DATA IN THIS EXERCISE:
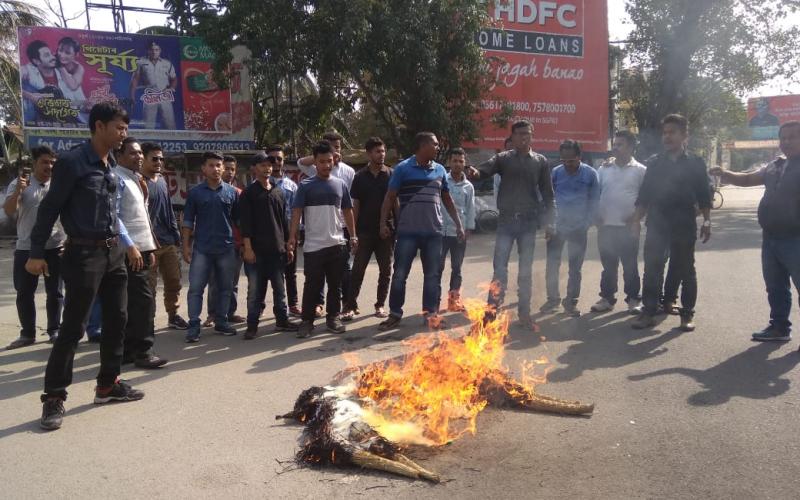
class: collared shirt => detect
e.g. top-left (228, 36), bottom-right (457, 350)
--
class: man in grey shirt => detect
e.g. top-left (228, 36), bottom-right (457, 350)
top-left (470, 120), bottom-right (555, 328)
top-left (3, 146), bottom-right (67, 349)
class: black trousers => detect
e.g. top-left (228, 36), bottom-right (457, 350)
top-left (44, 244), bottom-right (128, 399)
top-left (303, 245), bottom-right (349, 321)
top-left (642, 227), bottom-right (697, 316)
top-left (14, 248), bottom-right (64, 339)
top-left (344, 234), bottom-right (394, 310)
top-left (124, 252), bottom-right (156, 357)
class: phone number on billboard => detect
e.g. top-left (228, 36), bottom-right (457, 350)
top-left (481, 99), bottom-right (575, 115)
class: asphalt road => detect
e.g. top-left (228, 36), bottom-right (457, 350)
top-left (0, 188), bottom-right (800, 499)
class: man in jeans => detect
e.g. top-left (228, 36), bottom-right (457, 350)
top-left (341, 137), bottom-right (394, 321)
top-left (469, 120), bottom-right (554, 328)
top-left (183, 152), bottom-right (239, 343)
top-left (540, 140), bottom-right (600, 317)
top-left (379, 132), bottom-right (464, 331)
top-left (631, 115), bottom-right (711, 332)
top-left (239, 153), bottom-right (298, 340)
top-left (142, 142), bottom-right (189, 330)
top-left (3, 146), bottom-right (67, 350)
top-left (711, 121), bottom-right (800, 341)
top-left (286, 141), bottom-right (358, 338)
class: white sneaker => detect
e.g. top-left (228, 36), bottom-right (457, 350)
---
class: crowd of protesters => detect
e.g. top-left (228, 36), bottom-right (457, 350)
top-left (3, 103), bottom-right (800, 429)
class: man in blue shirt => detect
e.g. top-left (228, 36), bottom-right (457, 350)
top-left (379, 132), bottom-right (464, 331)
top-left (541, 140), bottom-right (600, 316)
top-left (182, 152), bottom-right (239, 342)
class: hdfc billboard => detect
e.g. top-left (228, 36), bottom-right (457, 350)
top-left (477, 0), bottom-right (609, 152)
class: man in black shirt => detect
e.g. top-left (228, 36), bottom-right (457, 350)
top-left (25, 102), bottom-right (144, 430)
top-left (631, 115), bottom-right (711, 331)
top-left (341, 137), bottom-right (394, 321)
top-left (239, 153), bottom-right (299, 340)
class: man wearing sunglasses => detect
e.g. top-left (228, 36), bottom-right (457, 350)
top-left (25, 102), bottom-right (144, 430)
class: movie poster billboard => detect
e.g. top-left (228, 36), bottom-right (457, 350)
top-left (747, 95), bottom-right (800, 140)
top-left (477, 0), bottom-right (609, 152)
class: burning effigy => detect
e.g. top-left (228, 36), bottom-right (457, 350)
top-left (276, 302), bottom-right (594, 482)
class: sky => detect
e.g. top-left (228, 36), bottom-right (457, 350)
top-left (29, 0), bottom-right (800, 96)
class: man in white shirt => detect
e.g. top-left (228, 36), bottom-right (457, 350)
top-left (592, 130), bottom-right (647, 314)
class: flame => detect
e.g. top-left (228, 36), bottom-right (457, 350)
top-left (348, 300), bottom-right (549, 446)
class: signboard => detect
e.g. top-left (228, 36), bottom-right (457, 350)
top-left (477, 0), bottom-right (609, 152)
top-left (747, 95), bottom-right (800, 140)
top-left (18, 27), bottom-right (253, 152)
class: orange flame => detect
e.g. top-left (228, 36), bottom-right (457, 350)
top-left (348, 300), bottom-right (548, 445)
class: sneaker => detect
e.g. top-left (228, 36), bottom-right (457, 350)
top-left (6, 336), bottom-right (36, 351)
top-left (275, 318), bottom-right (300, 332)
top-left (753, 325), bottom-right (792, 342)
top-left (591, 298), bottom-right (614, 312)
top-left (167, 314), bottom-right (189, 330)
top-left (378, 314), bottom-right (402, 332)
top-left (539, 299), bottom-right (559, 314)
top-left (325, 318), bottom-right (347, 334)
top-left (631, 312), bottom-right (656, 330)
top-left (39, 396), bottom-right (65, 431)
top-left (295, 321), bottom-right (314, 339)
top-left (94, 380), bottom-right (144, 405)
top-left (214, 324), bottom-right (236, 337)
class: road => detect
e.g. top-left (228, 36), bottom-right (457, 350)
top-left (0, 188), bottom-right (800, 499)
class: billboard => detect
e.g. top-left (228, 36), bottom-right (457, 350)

WORK TO COMPLETE:
Recast everything in the listing above, from the line containing "class: crowd of protesters => detect" down to the line containing "top-left (276, 302), bottom-right (594, 482)", as a numbered list with both of those lines included and any blank lines dropped.

TASK RESPONSE:
1. class: crowd of protesters => detect
2. e.g. top-left (228, 36), bottom-right (457, 350)
3. top-left (3, 103), bottom-right (800, 429)
4. class: man in blue shirt => detect
5. e.g. top-left (228, 36), bottom-right (457, 350)
6. top-left (379, 132), bottom-right (464, 331)
7. top-left (541, 140), bottom-right (600, 316)
8. top-left (182, 152), bottom-right (239, 342)
9. class: hdfc billboard => detect
10. e.g. top-left (228, 36), bottom-right (457, 350)
11. top-left (477, 0), bottom-right (609, 152)
12. class: man in black shirt => detect
13. e.g. top-left (228, 36), bottom-right (457, 350)
14. top-left (25, 102), bottom-right (144, 430)
15. top-left (631, 115), bottom-right (711, 331)
16. top-left (341, 137), bottom-right (394, 321)
17. top-left (239, 153), bottom-right (299, 340)
18. class: man wearing sunglasses => detect
19. e.g. top-left (228, 36), bottom-right (457, 350)
20. top-left (25, 102), bottom-right (144, 430)
21. class: movie poster billboard => detect
22. e.g. top-left (228, 36), bottom-right (457, 350)
23. top-left (747, 95), bottom-right (800, 140)
24. top-left (477, 0), bottom-right (609, 152)
25. class: burning effigy => detect
26. e.g. top-left (228, 36), bottom-right (457, 350)
27. top-left (276, 302), bottom-right (594, 482)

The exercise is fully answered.